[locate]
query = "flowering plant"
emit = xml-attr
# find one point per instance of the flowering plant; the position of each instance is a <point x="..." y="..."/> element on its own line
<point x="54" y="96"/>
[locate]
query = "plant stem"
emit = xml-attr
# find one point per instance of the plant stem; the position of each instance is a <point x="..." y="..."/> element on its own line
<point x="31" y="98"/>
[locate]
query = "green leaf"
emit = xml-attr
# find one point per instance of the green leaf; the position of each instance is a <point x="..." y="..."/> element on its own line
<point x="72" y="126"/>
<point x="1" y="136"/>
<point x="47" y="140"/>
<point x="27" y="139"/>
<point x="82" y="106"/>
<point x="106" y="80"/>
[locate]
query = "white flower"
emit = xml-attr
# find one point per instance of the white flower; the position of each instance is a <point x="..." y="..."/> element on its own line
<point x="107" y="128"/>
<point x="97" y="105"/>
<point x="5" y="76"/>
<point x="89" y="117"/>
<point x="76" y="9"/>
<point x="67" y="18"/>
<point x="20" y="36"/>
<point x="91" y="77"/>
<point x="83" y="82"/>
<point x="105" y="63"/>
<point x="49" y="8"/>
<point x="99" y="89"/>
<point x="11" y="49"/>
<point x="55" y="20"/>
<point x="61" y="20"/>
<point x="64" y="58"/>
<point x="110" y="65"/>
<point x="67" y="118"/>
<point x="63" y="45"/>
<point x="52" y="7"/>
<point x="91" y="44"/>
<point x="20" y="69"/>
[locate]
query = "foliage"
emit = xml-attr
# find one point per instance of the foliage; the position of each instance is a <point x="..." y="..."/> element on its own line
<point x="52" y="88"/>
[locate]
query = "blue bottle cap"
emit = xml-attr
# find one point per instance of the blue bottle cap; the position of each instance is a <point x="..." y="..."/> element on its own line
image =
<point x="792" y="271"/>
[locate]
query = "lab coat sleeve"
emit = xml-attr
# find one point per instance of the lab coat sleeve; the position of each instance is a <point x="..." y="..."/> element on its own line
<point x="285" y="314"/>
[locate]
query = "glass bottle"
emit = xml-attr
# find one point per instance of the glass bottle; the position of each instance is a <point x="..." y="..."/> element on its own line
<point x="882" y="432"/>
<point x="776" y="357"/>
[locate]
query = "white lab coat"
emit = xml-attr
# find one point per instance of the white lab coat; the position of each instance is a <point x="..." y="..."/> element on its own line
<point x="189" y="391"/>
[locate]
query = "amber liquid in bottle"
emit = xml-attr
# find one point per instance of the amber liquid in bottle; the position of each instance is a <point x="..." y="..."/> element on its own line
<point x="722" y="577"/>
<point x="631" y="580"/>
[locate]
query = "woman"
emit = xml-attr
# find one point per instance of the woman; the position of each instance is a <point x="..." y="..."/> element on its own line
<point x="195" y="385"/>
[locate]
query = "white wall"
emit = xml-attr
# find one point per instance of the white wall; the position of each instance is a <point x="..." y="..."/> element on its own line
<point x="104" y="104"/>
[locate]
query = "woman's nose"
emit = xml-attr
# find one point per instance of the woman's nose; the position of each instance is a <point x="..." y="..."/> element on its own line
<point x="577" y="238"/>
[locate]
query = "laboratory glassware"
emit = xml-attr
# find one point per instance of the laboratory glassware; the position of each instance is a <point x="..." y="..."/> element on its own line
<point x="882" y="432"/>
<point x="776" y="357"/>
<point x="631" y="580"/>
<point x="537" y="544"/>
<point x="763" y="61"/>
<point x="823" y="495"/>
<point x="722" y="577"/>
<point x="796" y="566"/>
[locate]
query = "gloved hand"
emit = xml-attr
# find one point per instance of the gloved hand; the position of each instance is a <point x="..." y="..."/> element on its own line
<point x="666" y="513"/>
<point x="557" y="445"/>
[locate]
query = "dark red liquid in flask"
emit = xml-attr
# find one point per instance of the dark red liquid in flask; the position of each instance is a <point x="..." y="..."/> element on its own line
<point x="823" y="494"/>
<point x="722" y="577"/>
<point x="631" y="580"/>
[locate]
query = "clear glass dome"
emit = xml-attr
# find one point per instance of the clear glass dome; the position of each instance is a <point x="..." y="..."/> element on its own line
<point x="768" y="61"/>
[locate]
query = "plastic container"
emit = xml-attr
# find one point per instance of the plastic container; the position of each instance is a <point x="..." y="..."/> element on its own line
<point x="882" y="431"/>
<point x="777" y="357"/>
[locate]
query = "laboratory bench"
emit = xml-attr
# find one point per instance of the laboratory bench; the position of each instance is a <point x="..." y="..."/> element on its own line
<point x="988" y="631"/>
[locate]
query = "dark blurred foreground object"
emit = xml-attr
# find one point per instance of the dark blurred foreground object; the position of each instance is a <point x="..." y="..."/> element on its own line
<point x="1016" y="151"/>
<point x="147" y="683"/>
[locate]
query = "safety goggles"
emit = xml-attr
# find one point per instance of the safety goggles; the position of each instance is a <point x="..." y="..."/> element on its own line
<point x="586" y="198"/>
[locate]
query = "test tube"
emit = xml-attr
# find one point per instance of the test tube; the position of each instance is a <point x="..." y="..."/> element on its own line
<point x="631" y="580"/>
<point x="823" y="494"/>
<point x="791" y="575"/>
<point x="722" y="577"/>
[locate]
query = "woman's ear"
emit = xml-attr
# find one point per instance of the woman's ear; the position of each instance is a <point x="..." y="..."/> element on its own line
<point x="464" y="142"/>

○ ○ ○

● Exercise directions
Count the lines above that contain the word "blurred", and reply with that number alone.

● Task result
2